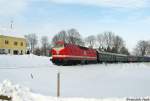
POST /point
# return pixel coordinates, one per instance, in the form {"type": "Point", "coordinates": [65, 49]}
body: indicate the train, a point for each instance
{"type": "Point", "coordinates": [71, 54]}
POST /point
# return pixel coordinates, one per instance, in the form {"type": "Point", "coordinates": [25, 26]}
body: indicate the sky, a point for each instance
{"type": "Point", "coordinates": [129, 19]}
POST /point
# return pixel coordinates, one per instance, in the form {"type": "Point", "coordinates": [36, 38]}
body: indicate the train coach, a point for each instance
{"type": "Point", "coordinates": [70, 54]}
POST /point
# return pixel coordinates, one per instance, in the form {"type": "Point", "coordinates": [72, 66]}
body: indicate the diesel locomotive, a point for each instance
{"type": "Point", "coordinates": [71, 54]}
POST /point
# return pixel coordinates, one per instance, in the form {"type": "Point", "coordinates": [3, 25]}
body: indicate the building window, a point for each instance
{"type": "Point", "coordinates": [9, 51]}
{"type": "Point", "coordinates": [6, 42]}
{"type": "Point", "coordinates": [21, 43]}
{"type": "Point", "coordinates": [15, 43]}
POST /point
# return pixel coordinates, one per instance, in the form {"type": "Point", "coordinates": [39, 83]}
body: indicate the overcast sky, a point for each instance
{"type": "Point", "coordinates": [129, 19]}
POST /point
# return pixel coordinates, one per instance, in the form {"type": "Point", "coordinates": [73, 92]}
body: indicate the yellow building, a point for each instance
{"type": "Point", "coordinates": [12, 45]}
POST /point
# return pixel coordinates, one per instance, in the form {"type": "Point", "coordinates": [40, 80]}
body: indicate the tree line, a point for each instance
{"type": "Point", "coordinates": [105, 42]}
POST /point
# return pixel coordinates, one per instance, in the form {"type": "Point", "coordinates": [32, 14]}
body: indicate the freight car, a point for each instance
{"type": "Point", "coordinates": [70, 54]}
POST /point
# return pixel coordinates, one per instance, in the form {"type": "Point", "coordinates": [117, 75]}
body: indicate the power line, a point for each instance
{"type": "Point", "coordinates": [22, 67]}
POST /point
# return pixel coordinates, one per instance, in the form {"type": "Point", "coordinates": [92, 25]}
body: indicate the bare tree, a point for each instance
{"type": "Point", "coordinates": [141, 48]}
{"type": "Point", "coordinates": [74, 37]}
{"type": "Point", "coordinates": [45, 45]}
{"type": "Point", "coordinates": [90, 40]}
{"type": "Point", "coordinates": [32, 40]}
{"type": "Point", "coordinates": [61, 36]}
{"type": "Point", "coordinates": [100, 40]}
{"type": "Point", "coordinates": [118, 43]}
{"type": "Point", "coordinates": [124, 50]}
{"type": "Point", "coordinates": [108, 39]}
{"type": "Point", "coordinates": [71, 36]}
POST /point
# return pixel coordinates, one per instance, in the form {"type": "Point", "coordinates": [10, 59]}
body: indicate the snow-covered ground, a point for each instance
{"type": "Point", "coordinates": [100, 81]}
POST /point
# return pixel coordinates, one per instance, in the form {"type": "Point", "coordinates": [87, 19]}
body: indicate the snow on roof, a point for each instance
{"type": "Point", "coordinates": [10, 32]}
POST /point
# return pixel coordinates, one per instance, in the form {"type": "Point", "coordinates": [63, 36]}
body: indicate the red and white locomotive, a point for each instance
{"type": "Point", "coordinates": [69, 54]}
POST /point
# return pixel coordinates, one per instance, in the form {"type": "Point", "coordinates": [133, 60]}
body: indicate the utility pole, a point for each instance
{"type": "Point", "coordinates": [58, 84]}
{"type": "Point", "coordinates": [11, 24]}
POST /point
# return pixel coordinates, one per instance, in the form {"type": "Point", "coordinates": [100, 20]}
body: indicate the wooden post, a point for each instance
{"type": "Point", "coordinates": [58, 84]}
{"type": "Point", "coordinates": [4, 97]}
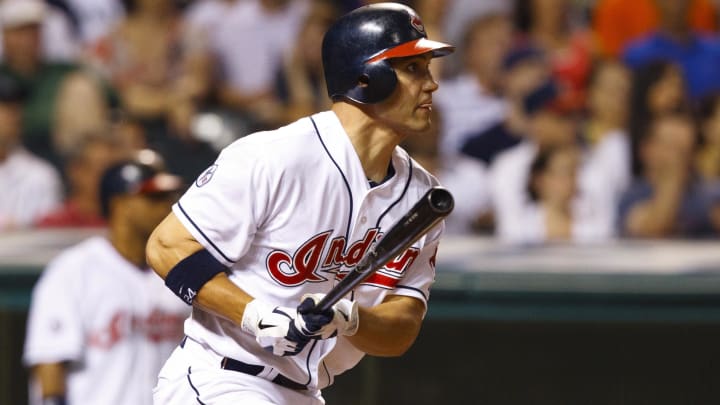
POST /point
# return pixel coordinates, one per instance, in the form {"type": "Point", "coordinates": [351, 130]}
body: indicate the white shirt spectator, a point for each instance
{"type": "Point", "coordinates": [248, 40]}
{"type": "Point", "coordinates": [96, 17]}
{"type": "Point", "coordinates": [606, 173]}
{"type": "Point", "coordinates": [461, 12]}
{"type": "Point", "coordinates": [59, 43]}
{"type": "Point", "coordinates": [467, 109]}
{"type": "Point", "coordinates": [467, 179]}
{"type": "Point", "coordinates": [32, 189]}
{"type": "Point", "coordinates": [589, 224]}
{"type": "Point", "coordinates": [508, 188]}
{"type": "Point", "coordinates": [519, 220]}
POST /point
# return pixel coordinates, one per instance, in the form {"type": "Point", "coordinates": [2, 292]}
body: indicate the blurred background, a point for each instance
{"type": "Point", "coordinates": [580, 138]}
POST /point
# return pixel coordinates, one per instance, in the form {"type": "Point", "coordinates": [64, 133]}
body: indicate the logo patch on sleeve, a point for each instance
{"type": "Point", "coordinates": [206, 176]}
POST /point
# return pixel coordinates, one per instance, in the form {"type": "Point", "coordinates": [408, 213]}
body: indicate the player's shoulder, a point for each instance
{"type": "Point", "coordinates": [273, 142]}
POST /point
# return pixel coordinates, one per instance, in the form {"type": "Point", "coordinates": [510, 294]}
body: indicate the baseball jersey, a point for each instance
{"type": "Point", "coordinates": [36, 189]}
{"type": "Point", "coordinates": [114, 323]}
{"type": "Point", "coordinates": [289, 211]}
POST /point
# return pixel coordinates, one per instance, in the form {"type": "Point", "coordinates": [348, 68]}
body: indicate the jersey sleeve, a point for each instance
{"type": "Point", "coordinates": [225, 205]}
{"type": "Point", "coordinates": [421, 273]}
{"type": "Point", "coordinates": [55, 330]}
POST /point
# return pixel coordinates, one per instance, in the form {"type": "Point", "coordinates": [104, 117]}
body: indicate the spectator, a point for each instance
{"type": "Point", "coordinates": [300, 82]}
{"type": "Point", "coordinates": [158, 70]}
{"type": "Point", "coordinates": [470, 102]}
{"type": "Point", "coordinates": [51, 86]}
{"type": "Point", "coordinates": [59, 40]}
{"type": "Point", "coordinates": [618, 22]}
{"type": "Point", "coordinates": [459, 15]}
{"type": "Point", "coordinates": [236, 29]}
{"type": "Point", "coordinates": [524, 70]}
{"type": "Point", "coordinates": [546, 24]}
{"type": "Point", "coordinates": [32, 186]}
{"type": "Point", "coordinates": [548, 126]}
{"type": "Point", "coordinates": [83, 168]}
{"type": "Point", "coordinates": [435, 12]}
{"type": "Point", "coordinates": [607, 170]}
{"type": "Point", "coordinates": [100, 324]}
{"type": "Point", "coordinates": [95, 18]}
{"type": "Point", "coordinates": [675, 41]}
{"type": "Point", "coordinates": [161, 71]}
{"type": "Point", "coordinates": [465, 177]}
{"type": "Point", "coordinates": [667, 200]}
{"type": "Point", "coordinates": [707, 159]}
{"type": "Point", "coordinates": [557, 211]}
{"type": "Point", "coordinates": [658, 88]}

================================

Output the lines above in full and exactly as given, omitting any pictures.

- **Task output**:
POST /point
# return pixel coordinates, one per instance, in the form {"type": "Point", "coordinates": [65, 49]}
body: indicate the train, a point for each instance
{"type": "Point", "coordinates": [71, 54]}
POST /point
# return pixel coordinates, one per instance, in the form {"type": "Point", "coordinates": [25, 26]}
body: indicate the sky, a point for each instance
{"type": "Point", "coordinates": [129, 19]}
POST /point
# return pixel coordinates, one per instance, in the form {"type": "Point", "coordinates": [36, 38]}
body: indicate the train coach, a point for each instance
{"type": "Point", "coordinates": [70, 54]}
POST /point
# return pixel coordinates, one per instance, in the form {"type": "Point", "coordinates": [72, 66]}
body: indicate the diesel locomotive, a point for each instance
{"type": "Point", "coordinates": [71, 54]}
POST /point
# return pixel coordinates, one per instance, in the form {"type": "Point", "coordinates": [3, 25]}
body: indicate the building window, a point for each instance
{"type": "Point", "coordinates": [9, 51]}
{"type": "Point", "coordinates": [6, 42]}
{"type": "Point", "coordinates": [21, 43]}
{"type": "Point", "coordinates": [15, 43]}
POST /point
# return pixel coordinates, one per instance, in the form {"type": "Point", "coordinates": [39, 83]}
body: indicate the overcast sky, a point for each instance
{"type": "Point", "coordinates": [129, 19]}
POST /point
# return pixel coordinates, one per instance, in the form {"type": "Point", "coordinates": [73, 92]}
body: indicate the yellow building, a point for each instance
{"type": "Point", "coordinates": [12, 45]}
POST /point
# return pixel coordinates, one per instance, in the form {"type": "Point", "coordinates": [40, 80]}
body: indicate the tree line, a point for each instance
{"type": "Point", "coordinates": [105, 42]}
POST /point
# return pixel coordinates, one per instance, in the form {"type": "Point", "coordinates": [32, 14]}
body: indicate the freight car, a point for each instance
{"type": "Point", "coordinates": [70, 54]}
POST /point
# return pixel coordinates, one per instance, in the form {"type": "Point", "coordinates": [117, 75]}
body: indicate the power line, a point for each instance
{"type": "Point", "coordinates": [22, 67]}
POST /point
# return pixel coordinates, one per instance, in the form {"type": "Point", "coordinates": [92, 25]}
body: indicate the bare tree, a point for each instance
{"type": "Point", "coordinates": [141, 48]}
{"type": "Point", "coordinates": [74, 37]}
{"type": "Point", "coordinates": [45, 45]}
{"type": "Point", "coordinates": [90, 40]}
{"type": "Point", "coordinates": [32, 40]}
{"type": "Point", "coordinates": [61, 36]}
{"type": "Point", "coordinates": [100, 40]}
{"type": "Point", "coordinates": [118, 43]}
{"type": "Point", "coordinates": [124, 50]}
{"type": "Point", "coordinates": [108, 39]}
{"type": "Point", "coordinates": [71, 36]}
POST /point
# return pixel coordinates, one per instance, in the form {"type": "Point", "coordinates": [10, 59]}
body: indicate the snow-covered ground, a point for each instance
{"type": "Point", "coordinates": [100, 81]}
POST /point
# return pixel coordinates, one per instance, in the form {"type": "Point", "coordinates": [87, 19]}
body: indicate the snow on roof, a point for each instance
{"type": "Point", "coordinates": [10, 32]}
POST /point
# return pixel coordinates, one per instance, in the form {"type": "Point", "coordinates": [63, 36]}
body: indicate the red and white locomotive, a point for each instance
{"type": "Point", "coordinates": [69, 54]}
POST /point
# return pixel coordinates, one per instance, in the form {"type": "Point", "coordinates": [133, 60]}
body: indicate the utility pole, a point for each instance
{"type": "Point", "coordinates": [58, 84]}
{"type": "Point", "coordinates": [11, 24]}
POST /point
# return pixel coordinates, one per instance, in the form {"type": "Point", "coordinates": [100, 20]}
body: indicate the wooden post, a point for each instance
{"type": "Point", "coordinates": [58, 84]}
{"type": "Point", "coordinates": [4, 97]}
POST /point
# return pixel coordinates, one per instance, in the form {"type": "Point", "coordinates": [351, 130]}
body: indicate the white shirt spectator, a point for each instance
{"type": "Point", "coordinates": [248, 40]}
{"type": "Point", "coordinates": [96, 17]}
{"type": "Point", "coordinates": [606, 173]}
{"type": "Point", "coordinates": [461, 12]}
{"type": "Point", "coordinates": [59, 43]}
{"type": "Point", "coordinates": [467, 109]}
{"type": "Point", "coordinates": [467, 179]}
{"type": "Point", "coordinates": [32, 189]}
{"type": "Point", "coordinates": [589, 224]}
{"type": "Point", "coordinates": [508, 188]}
{"type": "Point", "coordinates": [519, 220]}
POST /point
# return pixel coordinates, one per instance, in the form {"type": "Point", "coordinates": [2, 292]}
body: indicate the blurred background, a point for each instance
{"type": "Point", "coordinates": [580, 138]}
POST /point
# return pixel coordinates, one per instance, in the form {"type": "Point", "coordinates": [64, 133]}
body: indicate the logo patch on sleeve, a point for each instance
{"type": "Point", "coordinates": [206, 176]}
POST /point
# return pixel coordinates, one per instance, in the form {"type": "Point", "coordinates": [408, 213]}
body: indicate the player's shoulder, a point for each instance
{"type": "Point", "coordinates": [273, 142]}
POST /point
# return pixel coordinates, one per instance, in the form {"type": "Point", "coordinates": [510, 294]}
body: indicate the baseball jersey, a point for each instance
{"type": "Point", "coordinates": [36, 189]}
{"type": "Point", "coordinates": [114, 323]}
{"type": "Point", "coordinates": [289, 211]}
POST /point
# return pixel coordinates, one per instance, in the form {"type": "Point", "coordinates": [348, 68]}
body: indicate the jersey sleeve, a point for each instance
{"type": "Point", "coordinates": [225, 205]}
{"type": "Point", "coordinates": [421, 273]}
{"type": "Point", "coordinates": [55, 330]}
POST /point
# return pixel coordinates, one per instance, in the form {"type": "Point", "coordinates": [104, 117]}
body: indicate the spectator, a point for each instance
{"type": "Point", "coordinates": [300, 82]}
{"type": "Point", "coordinates": [158, 70]}
{"type": "Point", "coordinates": [470, 102]}
{"type": "Point", "coordinates": [51, 86]}
{"type": "Point", "coordinates": [59, 40]}
{"type": "Point", "coordinates": [618, 22]}
{"type": "Point", "coordinates": [459, 15]}
{"type": "Point", "coordinates": [236, 29]}
{"type": "Point", "coordinates": [524, 70]}
{"type": "Point", "coordinates": [546, 24]}
{"type": "Point", "coordinates": [32, 186]}
{"type": "Point", "coordinates": [548, 126]}
{"type": "Point", "coordinates": [83, 168]}
{"type": "Point", "coordinates": [435, 12]}
{"type": "Point", "coordinates": [607, 170]}
{"type": "Point", "coordinates": [100, 324]}
{"type": "Point", "coordinates": [95, 18]}
{"type": "Point", "coordinates": [675, 41]}
{"type": "Point", "coordinates": [161, 71]}
{"type": "Point", "coordinates": [465, 177]}
{"type": "Point", "coordinates": [667, 200]}
{"type": "Point", "coordinates": [707, 159]}
{"type": "Point", "coordinates": [557, 211]}
{"type": "Point", "coordinates": [658, 88]}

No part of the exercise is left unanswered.